◆ Task material ◆
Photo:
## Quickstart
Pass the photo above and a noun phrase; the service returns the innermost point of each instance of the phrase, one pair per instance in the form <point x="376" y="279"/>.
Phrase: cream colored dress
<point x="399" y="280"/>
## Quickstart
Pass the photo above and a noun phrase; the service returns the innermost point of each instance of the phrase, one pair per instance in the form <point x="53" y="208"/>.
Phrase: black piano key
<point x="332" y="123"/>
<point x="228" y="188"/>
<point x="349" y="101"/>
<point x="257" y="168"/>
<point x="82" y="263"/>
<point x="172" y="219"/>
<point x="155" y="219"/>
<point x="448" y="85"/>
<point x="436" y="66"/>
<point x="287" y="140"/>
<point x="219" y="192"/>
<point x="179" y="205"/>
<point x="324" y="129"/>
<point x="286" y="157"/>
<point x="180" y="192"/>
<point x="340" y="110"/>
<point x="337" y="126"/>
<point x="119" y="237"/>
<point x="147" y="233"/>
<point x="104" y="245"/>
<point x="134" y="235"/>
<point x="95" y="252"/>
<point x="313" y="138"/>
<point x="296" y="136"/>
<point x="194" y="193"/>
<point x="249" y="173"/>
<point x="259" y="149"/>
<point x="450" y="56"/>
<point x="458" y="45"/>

◆ Given exercise ◆
Each of the records should be retyped exactly.

◆ Exercise result ◆
Photo:
## Quickstart
Pass the photo above and a noun phrase; the service returns the innermost point of each instance of the phrase, one pair per instance in the form <point x="376" y="279"/>.
Phrase: cream colored dress
<point x="399" y="280"/>
## Quickstart
Pass the photo above and a noun phrase; the service returns the innermost point of each instance of the phrase, one pair per instance in the form <point x="53" y="208"/>.
Phrase: black piano key
<point x="332" y="123"/>
<point x="228" y="188"/>
<point x="349" y="101"/>
<point x="257" y="168"/>
<point x="82" y="263"/>
<point x="172" y="219"/>
<point x="155" y="219"/>
<point x="448" y="85"/>
<point x="436" y="66"/>
<point x="287" y="140"/>
<point x="219" y="192"/>
<point x="179" y="205"/>
<point x="324" y="129"/>
<point x="286" y="157"/>
<point x="180" y="192"/>
<point x="340" y="110"/>
<point x="337" y="126"/>
<point x="119" y="237"/>
<point x="147" y="233"/>
<point x="104" y="245"/>
<point x="134" y="235"/>
<point x="95" y="252"/>
<point x="313" y="138"/>
<point x="296" y="136"/>
<point x="194" y="193"/>
<point x="249" y="173"/>
<point x="259" y="149"/>
<point x="450" y="56"/>
<point x="458" y="45"/>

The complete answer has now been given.